══ DATASET CONTENT
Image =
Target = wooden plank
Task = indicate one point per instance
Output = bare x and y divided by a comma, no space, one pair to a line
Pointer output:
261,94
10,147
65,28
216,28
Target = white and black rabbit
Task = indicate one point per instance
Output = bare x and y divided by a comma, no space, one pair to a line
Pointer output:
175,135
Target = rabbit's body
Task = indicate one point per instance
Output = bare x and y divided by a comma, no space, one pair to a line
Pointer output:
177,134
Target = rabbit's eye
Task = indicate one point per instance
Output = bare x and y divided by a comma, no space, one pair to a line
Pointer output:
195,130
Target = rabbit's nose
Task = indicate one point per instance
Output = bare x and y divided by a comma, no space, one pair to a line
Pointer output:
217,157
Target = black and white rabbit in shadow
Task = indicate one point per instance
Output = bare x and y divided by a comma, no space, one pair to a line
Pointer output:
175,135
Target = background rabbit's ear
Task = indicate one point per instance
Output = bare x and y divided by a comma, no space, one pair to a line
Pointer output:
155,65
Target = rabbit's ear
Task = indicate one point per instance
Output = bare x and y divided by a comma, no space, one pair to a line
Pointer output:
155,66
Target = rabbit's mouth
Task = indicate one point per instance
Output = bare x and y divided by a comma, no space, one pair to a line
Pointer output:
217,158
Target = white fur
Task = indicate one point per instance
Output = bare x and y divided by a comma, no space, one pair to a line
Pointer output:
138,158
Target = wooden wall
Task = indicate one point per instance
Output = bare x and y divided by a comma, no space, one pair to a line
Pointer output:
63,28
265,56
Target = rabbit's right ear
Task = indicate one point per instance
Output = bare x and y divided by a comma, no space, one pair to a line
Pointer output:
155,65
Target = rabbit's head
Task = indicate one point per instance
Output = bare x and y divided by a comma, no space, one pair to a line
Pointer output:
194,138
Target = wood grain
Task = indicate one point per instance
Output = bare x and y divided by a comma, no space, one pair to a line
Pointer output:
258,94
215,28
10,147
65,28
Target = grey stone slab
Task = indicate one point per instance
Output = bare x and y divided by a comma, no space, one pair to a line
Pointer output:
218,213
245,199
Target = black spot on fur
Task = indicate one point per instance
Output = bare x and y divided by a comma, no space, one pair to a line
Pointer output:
════
DESCRIPTION OF THE TASK -> Search the data above for the string "rabbit" and report each line that holds it.

RESULT OF THIS TASK ->
Target = white and black rabbit
Target = rabbit's body
Target = rabbit's eye
Target = rabbit's nose
Target = black and white rabbit in shadow
Target = background rabbit's ear
Target = rabbit's ear
Target = rabbit's mouth
Target = rabbit's right ear
Target = rabbit's head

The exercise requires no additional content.